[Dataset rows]
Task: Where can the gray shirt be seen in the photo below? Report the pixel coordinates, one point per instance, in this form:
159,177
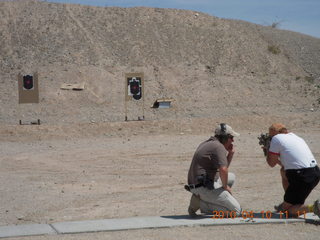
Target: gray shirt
208,158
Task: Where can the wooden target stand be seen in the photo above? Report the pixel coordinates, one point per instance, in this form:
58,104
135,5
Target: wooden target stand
28,87
134,97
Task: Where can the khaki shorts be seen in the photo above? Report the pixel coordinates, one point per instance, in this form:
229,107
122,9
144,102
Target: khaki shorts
217,199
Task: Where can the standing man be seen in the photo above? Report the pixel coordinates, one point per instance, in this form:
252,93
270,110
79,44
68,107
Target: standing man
209,180
300,173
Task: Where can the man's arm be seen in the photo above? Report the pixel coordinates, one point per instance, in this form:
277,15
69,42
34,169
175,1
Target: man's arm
224,178
230,154
273,159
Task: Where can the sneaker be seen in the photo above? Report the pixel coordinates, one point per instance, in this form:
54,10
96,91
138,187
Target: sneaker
192,213
316,208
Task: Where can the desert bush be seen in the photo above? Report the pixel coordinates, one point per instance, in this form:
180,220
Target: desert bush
274,49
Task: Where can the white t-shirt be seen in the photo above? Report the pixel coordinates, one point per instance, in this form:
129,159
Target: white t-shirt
293,151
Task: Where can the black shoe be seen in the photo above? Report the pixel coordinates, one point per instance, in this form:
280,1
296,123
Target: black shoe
192,213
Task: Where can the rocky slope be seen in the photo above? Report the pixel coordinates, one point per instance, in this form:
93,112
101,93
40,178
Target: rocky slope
210,67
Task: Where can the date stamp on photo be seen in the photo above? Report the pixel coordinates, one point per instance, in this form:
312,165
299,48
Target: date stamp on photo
251,214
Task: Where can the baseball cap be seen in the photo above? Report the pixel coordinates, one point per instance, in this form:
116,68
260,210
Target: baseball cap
277,127
227,130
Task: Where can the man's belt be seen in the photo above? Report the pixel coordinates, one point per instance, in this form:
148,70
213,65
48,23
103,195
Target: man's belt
192,186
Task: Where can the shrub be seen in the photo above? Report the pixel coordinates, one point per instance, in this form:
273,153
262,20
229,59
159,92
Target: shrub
274,49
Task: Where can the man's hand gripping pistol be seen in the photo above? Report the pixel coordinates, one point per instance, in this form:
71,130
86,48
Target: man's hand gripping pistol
264,141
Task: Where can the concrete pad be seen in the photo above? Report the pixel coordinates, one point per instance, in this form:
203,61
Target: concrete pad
26,230
168,221
147,222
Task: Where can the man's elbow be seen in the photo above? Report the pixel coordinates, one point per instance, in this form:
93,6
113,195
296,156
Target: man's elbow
271,163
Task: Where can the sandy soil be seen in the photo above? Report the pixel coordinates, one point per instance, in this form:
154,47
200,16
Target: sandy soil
133,173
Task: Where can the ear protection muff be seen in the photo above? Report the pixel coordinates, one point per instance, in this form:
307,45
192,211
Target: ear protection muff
223,136
223,128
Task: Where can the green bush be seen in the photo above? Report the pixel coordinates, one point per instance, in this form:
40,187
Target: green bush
274,49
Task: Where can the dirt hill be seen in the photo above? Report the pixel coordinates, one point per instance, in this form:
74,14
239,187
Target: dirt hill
210,67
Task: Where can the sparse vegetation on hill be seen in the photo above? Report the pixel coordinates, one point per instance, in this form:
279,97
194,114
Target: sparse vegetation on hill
211,67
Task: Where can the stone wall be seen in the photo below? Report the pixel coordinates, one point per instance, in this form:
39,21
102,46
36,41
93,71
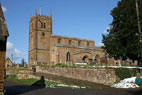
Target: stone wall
96,75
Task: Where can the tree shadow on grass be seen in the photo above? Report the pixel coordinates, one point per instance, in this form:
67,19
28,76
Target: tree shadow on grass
13,88
135,91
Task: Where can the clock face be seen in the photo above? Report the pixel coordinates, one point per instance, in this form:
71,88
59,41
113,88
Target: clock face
43,33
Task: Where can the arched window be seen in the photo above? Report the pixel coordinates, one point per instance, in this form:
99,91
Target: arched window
41,25
68,56
85,58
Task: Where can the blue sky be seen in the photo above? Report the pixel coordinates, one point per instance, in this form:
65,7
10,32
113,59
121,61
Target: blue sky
86,19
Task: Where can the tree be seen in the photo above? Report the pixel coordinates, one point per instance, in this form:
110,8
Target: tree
23,62
123,38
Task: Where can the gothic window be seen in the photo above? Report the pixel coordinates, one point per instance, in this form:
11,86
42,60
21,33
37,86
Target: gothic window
68,56
59,41
79,43
43,34
44,25
69,42
87,44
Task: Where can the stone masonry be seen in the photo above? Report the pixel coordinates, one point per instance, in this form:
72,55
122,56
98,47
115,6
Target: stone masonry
3,40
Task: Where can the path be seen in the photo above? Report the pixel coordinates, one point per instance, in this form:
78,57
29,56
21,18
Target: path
19,89
71,81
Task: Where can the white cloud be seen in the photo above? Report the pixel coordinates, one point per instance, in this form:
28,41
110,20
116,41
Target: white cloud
101,44
4,9
11,50
105,31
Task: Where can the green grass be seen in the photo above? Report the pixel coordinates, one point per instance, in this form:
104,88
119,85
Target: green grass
23,81
16,68
47,83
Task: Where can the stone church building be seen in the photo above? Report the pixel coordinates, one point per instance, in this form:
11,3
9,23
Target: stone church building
46,48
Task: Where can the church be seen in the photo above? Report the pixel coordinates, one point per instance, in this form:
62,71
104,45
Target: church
46,48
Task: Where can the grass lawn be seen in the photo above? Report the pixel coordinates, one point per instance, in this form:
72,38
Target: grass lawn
46,83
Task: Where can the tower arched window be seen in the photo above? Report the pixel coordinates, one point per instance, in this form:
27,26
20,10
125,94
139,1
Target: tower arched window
79,43
68,57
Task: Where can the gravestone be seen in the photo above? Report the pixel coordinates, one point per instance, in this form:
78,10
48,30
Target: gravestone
3,39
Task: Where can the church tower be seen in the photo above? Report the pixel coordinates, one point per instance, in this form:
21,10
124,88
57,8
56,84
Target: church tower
40,29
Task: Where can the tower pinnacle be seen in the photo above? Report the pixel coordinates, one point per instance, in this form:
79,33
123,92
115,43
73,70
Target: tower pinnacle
51,14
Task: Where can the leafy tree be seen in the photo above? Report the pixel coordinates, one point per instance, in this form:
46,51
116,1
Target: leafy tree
23,62
123,39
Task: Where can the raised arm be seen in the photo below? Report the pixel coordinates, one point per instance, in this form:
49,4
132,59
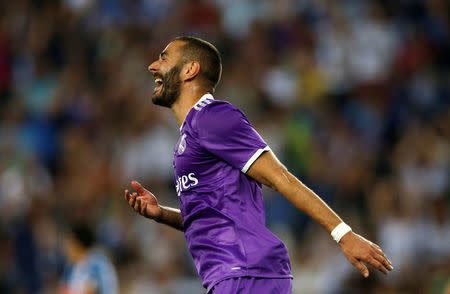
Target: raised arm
146,204
268,170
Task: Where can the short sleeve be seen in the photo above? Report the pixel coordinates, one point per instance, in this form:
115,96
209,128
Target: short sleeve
224,131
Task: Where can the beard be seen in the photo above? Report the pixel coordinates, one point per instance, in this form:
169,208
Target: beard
171,88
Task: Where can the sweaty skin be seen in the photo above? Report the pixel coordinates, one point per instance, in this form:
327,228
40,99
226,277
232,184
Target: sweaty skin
267,170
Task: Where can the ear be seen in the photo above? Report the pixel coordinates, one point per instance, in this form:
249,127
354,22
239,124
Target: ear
190,71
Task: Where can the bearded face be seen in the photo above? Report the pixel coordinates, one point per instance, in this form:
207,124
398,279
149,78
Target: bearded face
168,87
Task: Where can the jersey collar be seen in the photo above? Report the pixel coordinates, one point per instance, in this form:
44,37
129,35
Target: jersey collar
200,102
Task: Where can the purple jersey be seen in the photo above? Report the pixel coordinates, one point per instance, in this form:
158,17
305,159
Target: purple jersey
222,208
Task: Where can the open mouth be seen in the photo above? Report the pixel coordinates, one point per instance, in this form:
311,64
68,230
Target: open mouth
159,85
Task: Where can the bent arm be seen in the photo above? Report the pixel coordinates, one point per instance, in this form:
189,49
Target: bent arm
268,170
171,217
146,204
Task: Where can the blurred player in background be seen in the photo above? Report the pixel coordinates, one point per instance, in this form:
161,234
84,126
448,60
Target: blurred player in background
220,163
89,270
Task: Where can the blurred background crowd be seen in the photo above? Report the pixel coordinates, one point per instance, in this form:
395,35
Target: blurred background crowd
352,95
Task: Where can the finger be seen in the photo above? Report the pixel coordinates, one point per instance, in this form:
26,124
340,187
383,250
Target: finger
137,204
127,195
361,267
379,251
378,265
143,208
132,200
383,261
138,187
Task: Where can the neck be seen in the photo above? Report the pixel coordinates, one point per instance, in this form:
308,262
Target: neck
188,98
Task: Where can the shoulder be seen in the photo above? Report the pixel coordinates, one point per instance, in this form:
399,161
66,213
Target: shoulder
213,112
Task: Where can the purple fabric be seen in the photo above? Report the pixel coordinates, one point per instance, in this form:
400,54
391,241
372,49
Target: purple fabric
252,285
222,208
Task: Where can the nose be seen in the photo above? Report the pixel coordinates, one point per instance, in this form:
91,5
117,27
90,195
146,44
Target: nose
153,68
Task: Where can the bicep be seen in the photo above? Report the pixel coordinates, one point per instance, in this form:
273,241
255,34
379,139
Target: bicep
269,171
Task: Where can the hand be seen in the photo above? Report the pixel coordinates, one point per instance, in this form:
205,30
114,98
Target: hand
358,249
143,202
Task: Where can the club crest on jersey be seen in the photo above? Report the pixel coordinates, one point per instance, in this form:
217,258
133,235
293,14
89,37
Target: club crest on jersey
182,145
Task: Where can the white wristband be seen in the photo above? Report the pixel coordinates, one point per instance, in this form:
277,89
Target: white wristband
339,231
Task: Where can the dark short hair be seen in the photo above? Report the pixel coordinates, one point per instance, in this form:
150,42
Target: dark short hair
196,49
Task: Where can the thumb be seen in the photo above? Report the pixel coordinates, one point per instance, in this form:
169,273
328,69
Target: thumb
361,267
138,187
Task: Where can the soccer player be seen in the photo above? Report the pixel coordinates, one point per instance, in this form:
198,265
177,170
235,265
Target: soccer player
89,270
220,163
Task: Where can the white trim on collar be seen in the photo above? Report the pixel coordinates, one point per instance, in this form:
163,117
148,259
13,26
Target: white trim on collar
202,102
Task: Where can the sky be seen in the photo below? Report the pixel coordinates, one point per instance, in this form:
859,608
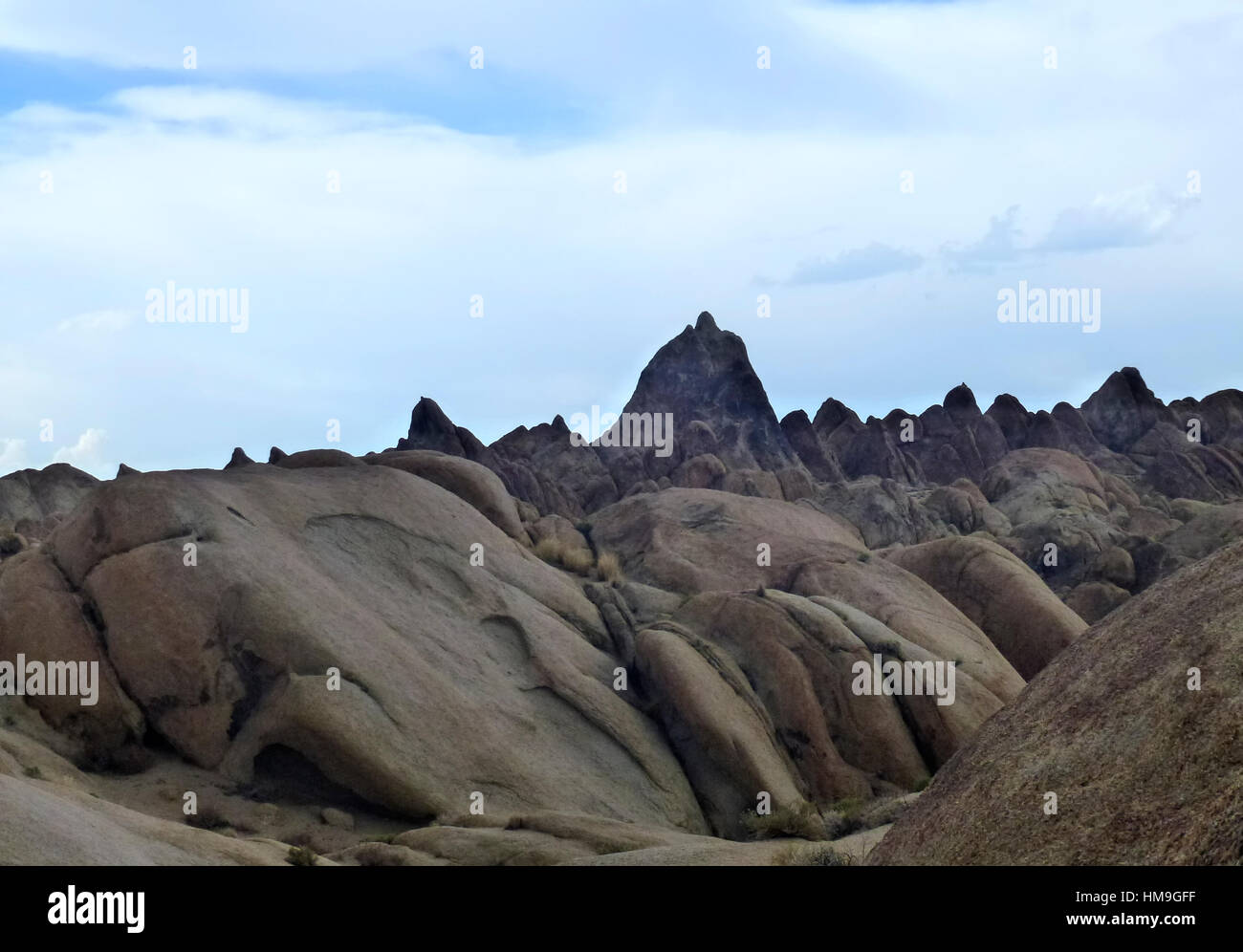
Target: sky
509,206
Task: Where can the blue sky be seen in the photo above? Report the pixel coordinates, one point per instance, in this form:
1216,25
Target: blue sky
894,169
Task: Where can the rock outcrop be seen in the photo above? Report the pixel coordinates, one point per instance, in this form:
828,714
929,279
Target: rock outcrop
1134,727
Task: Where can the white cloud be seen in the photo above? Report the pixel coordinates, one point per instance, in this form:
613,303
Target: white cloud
856,265
86,454
1130,219
12,455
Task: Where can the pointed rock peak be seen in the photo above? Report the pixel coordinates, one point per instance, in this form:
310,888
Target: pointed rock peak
1006,402
431,429
895,417
796,418
427,418
705,375
707,322
832,414
961,401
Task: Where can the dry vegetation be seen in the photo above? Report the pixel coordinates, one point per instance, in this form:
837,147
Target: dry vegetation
579,561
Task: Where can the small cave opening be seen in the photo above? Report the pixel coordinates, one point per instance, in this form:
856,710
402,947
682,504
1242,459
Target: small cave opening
284,774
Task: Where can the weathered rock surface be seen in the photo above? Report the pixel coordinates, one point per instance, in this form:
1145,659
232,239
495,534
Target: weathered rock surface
1146,770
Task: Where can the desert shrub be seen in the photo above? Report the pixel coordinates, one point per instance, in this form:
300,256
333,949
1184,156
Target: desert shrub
844,816
557,552
301,856
207,818
883,811
609,567
802,820
823,855
577,561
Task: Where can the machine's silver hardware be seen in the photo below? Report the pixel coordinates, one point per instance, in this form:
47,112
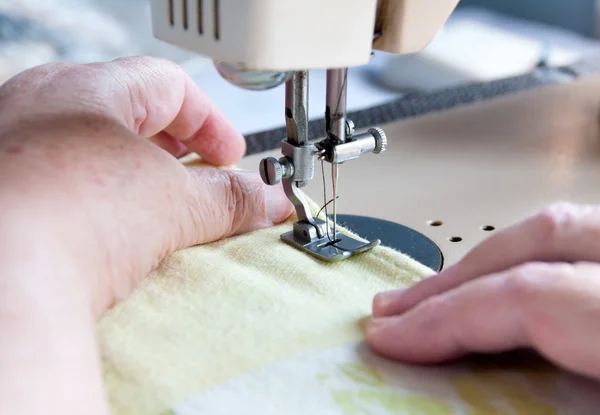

§ **AIM OF THE EXERCISE**:
Which lines in the material above contain the word "crowd", with case counting? Show every such line in full.

§ **SOLUTION FOR THIS TASK**:
Task: Where can the blurred background crowd be seen in the photo above? Report the pixel coordinates, one point per instance, in this form:
Target: blurred background crowd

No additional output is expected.